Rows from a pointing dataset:
====
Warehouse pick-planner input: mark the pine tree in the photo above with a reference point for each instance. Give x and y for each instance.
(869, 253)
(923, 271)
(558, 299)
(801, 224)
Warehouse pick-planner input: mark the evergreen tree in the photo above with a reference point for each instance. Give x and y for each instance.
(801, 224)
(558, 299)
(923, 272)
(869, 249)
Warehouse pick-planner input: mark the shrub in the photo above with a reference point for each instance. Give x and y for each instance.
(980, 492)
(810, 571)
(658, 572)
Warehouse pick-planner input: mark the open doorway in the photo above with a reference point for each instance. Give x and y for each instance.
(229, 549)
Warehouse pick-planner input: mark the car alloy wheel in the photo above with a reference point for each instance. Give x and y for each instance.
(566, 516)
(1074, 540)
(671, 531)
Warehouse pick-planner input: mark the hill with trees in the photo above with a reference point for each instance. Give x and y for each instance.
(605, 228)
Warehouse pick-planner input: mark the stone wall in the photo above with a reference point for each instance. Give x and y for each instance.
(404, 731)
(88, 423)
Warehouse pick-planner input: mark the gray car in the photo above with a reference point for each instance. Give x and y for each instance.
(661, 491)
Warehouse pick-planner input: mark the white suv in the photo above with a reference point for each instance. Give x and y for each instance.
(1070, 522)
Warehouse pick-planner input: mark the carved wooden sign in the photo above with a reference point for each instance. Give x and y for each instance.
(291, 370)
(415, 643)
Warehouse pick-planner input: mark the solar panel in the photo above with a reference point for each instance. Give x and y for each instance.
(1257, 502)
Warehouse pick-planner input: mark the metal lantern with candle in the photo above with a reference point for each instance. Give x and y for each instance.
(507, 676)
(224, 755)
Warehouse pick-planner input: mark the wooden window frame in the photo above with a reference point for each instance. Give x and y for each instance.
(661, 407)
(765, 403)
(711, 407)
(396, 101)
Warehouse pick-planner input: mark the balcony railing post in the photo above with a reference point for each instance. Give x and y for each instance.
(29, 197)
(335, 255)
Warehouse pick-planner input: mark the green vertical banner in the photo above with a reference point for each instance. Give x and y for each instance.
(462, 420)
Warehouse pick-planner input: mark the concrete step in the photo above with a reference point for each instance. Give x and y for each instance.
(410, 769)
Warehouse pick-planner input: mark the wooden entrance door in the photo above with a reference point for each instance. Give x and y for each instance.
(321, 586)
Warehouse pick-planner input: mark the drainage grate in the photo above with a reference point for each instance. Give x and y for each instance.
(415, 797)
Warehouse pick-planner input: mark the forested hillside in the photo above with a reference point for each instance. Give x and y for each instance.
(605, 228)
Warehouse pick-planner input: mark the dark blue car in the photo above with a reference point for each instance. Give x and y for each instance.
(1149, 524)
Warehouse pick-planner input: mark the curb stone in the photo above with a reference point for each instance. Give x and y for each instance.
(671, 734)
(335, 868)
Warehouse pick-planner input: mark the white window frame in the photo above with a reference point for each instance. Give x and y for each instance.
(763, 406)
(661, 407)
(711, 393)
====
- Task to carry out -
Reproduce the listing in full. Keep it exactly as written.

- Problem solution -
Warehouse pick-planner input: mark the pine tree in the photo above with a reference point for each instance. Give x and y for each instance.
(869, 253)
(923, 271)
(558, 299)
(801, 224)
Warehouse pick-planner input: mark the evergreen tree in the photo above with a reference point for each instance. Give x and y for each instance.
(801, 224)
(558, 299)
(923, 272)
(869, 249)
Warehouse pick-planner input: mark the shrub in the photo above with a reference point for each instance. Give x and y for each instance.
(980, 492)
(810, 571)
(658, 572)
Warehouse pick-planner input: mark the open doorway in the photo above with a reference point for each instance. Give x and y for each instance.
(229, 549)
Warehouse pick-planner input: mark the car alloy wheel in the photo above with a reference point for each instance. Give x and y for each instance.
(566, 516)
(1074, 540)
(671, 531)
Warehouse pick-planner input: mark the hill with trees in the photo above with a reference point for each instance. Give x and y for each instance.
(605, 228)
Warehouse pick-planner input: mark the stone wall in the photo above with a reference point for each instance. Give x and y for each instance.
(404, 731)
(88, 423)
Warehouse pick-planner input: mark the gray car in the photo above with a reference point for each instance. Give x and y for each instance.
(661, 491)
Warehouse pick-planner input: mark the white suv in the photo above with a reference point for each instance. Give x and y for each instance.
(1070, 522)
Warehouse pick-planner input: mark the carved wooden sign in the photo above with a reference point for each instance. Give x and y for each instance.
(291, 370)
(415, 643)
Warehouse pick-planner input: mark the solar panel in the photo above with a reference point for each instance. Give x and y for each instance.
(1257, 502)
Warehouse pick-planner input: mark the metal lantern with candle in the photo above with a reference point for each instance. Give x and y for each instance.
(507, 676)
(224, 755)
Warehouse pick-planner input: mark the wooden window frame in the photo above with a reference point for each instance. Give x and y for each instance.
(661, 407)
(765, 403)
(711, 407)
(396, 101)
Warehouse pick-planner input: mark the balcony railing post in the photo above with a reference point for each instance. Give x and y for each instance.
(29, 197)
(335, 255)
Warehouse pick-planner input: mark the green vertical banner in the photo above with a reference point for each instance. Give x and y for each instance.
(462, 420)
Warehouse pick-planner input: mark the concrete step in the photo above with a reference point for each instance. Give x and y for each instance.
(410, 769)
Warehouse pick-planner input: mark the wooden entrance door in the photo above with a reference point for each instance. Give x and y for each instance.
(321, 586)
Warehouse pick-planner input: mark the drainage grate in the photo above with a reference point for each instance. Give x and y for each instance.
(415, 797)
Warehouse pick-planner input: mark the forested hillside in the photo above with a reference point for each instance. Give x and y for each instance.
(605, 228)
Warehouse pick-planner input: mark the dark blue car in the photo above with a reference point for each instance. Give x and y for each instance.
(1149, 524)
Warehouse pick-planner input: mark the curb stone in the photo above with a reference point for each instance. Give x and y for each instance.
(671, 734)
(335, 868)
Warehouse pick-planner input: mark the white window frame in the photo above with a reference point for each instance. Give x and y for each instance.
(763, 406)
(661, 407)
(711, 393)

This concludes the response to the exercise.